▶ **Problem**
Repeat word for word the line with "of the terracotta" and every line after it until the records below run out.

------------------------

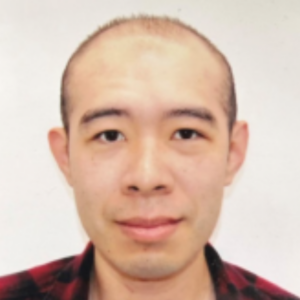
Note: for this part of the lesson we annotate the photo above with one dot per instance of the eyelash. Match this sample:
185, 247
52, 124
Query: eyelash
97, 136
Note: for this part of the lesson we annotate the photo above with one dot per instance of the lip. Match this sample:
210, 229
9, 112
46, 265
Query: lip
149, 230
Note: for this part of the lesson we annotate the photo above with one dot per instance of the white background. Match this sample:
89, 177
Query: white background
260, 224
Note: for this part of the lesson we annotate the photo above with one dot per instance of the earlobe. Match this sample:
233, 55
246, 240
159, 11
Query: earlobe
58, 142
237, 150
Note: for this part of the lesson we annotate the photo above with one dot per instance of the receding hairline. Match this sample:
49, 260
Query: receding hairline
166, 28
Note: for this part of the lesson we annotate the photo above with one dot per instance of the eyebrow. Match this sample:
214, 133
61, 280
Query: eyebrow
199, 113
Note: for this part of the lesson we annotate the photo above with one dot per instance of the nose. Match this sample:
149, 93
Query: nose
147, 173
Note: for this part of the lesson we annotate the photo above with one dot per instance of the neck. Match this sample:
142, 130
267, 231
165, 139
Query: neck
192, 283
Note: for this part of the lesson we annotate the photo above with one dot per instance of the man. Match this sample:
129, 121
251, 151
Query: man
150, 140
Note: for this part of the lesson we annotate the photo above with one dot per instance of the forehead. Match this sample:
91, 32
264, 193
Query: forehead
140, 64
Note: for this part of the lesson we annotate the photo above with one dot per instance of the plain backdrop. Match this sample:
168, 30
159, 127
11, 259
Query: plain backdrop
259, 226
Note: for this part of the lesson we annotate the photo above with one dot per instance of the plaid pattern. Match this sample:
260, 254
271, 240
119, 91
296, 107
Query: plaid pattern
68, 279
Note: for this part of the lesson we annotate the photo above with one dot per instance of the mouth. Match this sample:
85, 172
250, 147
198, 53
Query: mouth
149, 230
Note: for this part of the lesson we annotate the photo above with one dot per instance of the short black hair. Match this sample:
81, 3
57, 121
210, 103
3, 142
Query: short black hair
160, 26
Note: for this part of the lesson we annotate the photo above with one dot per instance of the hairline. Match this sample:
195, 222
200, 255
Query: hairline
131, 25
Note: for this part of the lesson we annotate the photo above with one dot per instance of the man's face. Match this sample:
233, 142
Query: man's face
148, 187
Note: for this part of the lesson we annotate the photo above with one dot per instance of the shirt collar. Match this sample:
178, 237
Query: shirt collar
72, 282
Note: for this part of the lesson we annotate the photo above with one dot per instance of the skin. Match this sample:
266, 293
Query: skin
150, 169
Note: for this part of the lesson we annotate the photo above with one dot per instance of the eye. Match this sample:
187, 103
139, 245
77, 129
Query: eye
186, 134
109, 135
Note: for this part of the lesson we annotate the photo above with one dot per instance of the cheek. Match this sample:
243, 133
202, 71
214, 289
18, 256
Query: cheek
203, 183
94, 184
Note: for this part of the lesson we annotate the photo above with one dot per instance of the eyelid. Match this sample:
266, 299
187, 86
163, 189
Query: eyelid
199, 134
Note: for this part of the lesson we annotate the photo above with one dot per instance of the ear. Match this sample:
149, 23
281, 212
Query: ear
58, 141
237, 150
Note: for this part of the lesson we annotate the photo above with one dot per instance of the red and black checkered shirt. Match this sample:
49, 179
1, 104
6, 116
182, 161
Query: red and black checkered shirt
68, 279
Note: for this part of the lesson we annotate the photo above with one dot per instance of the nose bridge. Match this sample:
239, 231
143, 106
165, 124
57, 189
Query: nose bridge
147, 172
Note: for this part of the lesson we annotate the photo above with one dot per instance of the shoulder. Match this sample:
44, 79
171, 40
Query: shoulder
33, 283
252, 286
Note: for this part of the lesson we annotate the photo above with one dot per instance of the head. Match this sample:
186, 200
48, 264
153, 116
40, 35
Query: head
149, 133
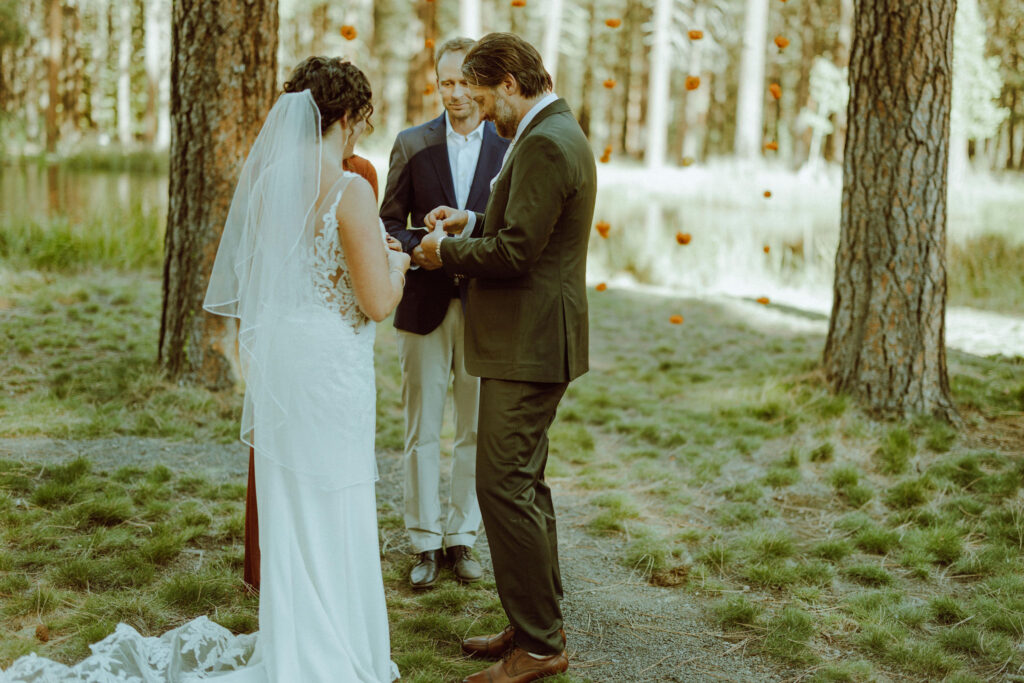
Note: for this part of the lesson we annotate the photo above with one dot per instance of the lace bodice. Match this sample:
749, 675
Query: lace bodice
332, 281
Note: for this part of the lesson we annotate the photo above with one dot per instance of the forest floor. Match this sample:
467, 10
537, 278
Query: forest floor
722, 515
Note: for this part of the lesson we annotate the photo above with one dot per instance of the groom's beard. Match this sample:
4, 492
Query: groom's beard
505, 118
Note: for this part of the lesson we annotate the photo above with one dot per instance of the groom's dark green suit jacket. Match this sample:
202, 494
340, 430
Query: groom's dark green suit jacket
526, 307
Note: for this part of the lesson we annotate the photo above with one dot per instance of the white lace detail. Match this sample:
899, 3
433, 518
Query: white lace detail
332, 280
198, 650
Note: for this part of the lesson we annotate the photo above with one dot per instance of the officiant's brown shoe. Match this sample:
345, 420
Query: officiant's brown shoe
424, 572
520, 667
465, 567
495, 646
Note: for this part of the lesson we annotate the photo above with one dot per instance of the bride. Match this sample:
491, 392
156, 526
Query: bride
302, 264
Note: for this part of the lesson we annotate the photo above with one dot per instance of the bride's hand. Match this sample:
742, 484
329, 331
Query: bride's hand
397, 260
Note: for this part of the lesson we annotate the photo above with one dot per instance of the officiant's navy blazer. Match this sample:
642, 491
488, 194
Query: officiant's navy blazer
418, 181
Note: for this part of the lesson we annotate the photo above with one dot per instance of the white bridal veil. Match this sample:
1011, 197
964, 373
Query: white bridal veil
263, 276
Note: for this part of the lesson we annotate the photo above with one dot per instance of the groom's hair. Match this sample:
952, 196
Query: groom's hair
499, 53
454, 45
338, 87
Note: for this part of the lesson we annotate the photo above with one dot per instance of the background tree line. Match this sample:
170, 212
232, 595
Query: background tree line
77, 74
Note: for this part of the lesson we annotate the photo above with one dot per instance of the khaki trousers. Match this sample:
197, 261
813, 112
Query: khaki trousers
427, 364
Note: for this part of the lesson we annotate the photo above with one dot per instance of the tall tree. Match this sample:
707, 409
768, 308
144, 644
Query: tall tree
223, 81
419, 91
54, 26
124, 76
886, 340
660, 76
750, 105
469, 18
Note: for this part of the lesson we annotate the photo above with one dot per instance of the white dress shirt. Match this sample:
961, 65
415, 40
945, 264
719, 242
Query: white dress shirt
464, 153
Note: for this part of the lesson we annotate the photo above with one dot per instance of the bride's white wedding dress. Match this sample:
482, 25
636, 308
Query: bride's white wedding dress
322, 611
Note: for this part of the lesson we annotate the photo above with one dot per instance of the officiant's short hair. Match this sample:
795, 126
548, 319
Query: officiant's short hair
499, 53
454, 45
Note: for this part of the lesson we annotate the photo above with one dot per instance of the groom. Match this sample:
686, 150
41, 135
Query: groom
526, 336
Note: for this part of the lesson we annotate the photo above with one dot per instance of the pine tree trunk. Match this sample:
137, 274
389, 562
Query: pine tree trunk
421, 69
657, 113
587, 86
124, 76
886, 340
750, 103
552, 37
469, 18
842, 60
223, 81
54, 23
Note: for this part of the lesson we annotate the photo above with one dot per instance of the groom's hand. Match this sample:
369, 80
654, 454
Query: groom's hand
455, 220
428, 246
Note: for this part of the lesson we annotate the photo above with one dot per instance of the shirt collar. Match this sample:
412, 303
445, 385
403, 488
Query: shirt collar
450, 131
531, 114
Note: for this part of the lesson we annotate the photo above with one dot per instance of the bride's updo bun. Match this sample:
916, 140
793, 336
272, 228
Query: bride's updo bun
338, 87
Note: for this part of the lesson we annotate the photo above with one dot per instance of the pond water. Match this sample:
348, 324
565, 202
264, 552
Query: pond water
741, 243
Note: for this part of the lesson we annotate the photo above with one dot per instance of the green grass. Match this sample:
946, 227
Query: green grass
711, 458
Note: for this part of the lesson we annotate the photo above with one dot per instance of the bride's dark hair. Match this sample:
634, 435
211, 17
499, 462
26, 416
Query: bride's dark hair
338, 87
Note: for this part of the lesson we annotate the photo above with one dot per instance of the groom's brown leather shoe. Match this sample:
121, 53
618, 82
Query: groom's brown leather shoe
495, 646
424, 572
520, 667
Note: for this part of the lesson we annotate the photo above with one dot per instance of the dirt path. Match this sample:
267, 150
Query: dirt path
620, 627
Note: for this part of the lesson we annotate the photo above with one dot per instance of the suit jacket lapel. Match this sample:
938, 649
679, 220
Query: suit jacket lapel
557, 107
489, 162
437, 150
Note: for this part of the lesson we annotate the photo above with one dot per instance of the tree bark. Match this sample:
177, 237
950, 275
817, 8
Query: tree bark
421, 69
842, 60
886, 342
587, 86
223, 81
54, 22
750, 104
552, 37
124, 76
657, 113
469, 18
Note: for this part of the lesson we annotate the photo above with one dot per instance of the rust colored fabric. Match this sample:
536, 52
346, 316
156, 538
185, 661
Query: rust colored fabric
357, 164
250, 565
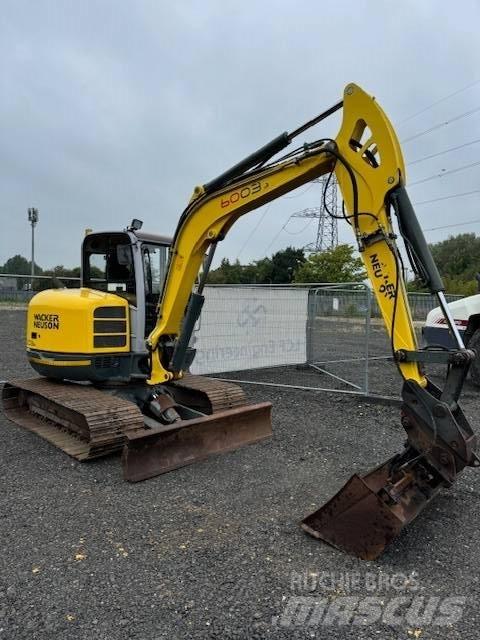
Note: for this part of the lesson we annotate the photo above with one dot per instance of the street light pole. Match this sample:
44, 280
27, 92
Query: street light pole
33, 219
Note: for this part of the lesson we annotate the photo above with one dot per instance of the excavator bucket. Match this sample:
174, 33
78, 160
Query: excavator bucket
151, 451
369, 512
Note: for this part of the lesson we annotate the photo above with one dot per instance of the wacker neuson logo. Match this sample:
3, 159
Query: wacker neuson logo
46, 321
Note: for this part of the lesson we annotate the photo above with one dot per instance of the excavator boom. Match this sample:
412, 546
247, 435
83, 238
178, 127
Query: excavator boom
367, 514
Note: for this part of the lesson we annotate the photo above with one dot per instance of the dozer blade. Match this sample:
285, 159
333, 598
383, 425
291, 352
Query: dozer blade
370, 511
151, 452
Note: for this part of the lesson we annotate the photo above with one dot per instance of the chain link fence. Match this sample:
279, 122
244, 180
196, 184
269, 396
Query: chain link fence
18, 289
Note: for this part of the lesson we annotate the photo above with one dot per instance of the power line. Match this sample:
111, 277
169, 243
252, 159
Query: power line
453, 195
297, 233
297, 195
448, 226
434, 104
441, 124
445, 173
276, 236
441, 153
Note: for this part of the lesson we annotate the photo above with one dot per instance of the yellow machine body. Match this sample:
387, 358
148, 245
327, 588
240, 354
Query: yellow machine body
68, 328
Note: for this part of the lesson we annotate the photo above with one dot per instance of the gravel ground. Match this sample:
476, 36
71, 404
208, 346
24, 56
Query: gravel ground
214, 550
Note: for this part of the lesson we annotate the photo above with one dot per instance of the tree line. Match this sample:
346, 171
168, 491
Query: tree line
457, 258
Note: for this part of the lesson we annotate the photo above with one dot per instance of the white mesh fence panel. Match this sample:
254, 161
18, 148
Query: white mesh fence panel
251, 327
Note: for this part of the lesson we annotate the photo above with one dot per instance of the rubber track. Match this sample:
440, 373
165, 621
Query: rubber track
88, 423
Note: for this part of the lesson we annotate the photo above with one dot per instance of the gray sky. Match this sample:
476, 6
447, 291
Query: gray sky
113, 110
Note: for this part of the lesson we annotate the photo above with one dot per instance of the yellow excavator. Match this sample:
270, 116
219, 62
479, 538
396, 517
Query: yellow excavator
140, 396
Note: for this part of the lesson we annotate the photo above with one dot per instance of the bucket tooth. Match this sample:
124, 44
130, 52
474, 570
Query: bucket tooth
369, 512
151, 452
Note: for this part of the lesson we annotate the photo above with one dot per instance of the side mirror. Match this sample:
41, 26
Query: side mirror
124, 254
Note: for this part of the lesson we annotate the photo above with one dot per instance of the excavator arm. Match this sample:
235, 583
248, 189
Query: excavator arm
368, 163
367, 160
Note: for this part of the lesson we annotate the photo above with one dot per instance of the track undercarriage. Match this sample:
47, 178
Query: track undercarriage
197, 417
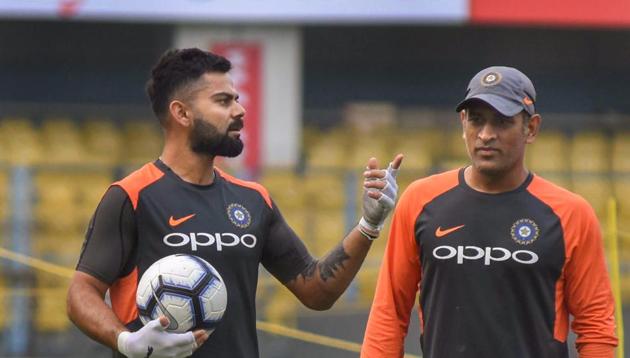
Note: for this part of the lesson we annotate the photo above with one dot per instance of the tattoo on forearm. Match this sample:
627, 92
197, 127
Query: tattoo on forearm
309, 271
332, 262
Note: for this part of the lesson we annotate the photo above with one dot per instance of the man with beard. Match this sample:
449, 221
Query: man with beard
501, 257
182, 192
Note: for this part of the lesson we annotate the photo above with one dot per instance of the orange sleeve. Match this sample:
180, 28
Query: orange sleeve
400, 274
587, 286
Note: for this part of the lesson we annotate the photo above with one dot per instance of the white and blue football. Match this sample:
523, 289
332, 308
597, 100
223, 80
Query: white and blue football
184, 288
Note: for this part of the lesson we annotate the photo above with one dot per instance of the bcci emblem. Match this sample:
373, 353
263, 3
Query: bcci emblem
524, 231
491, 79
239, 216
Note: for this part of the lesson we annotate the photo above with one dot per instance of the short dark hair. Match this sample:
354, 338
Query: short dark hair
178, 68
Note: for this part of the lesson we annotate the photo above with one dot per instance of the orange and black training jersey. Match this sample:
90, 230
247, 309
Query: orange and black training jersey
498, 274
232, 224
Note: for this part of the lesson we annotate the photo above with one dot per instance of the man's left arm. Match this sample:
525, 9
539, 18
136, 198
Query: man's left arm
588, 292
319, 283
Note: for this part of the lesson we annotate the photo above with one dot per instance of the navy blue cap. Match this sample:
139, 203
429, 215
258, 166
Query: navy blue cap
506, 89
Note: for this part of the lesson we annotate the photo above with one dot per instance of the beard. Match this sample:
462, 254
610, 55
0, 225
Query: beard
206, 139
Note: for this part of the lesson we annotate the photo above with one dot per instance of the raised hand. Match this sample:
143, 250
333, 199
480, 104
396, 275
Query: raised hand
379, 195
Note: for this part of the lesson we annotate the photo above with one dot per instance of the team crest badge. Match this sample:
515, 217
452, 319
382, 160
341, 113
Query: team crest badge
524, 231
239, 216
491, 79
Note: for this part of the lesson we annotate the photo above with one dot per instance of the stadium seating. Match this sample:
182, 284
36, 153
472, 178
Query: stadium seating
4, 195
62, 142
548, 154
421, 147
596, 190
5, 311
329, 150
102, 142
590, 153
142, 142
285, 187
21, 142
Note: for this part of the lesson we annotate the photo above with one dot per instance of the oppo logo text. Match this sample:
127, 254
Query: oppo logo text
221, 240
488, 254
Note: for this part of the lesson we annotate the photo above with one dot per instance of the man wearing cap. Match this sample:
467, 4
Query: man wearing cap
501, 257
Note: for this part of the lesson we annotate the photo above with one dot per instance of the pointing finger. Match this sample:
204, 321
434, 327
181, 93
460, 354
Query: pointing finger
372, 163
395, 164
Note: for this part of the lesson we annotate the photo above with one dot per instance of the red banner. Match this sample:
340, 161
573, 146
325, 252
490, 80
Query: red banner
610, 13
246, 73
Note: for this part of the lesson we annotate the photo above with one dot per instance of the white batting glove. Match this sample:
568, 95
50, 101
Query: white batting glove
375, 211
153, 341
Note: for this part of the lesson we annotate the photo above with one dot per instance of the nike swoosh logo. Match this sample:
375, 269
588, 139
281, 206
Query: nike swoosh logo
174, 222
440, 233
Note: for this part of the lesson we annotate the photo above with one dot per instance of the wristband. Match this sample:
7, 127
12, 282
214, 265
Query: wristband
368, 230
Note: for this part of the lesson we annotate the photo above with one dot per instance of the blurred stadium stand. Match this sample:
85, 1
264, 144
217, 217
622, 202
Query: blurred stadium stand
78, 121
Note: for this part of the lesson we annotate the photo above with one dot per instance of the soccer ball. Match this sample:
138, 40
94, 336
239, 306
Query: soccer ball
184, 288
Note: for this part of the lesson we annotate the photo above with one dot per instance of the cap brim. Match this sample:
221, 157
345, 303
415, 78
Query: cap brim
504, 106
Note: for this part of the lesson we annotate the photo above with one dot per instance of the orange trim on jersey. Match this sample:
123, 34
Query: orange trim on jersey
138, 180
123, 296
400, 275
583, 289
248, 184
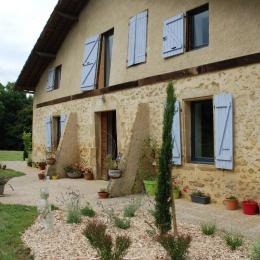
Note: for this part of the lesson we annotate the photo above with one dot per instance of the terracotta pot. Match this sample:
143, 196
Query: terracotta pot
41, 176
249, 207
50, 161
231, 204
103, 194
114, 174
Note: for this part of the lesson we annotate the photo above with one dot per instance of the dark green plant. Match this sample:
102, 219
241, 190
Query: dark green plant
130, 210
254, 252
175, 246
233, 240
164, 199
102, 242
88, 211
123, 223
208, 229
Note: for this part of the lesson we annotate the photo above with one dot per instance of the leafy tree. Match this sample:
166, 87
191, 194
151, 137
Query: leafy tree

------------------------

▶ **Result of the exercise**
Note: for this part of the lesson we annotate the photo above with one dot per instance of the terracotta pot. Match this sample:
143, 196
Query: terracotta pot
41, 176
249, 207
50, 161
231, 204
103, 194
114, 174
Note: for this part of the lesson we annotate the photo above with one dot per instance of the dark green plant. Match this sample:
102, 219
241, 190
Query: dark green plant
130, 210
254, 252
175, 246
233, 240
164, 199
102, 242
88, 211
123, 223
208, 229
Note: for this part of the lesson we annotate the photo above with one dot per instance of the leafy tree. Match this sample:
166, 87
191, 194
151, 137
Query: leafy tree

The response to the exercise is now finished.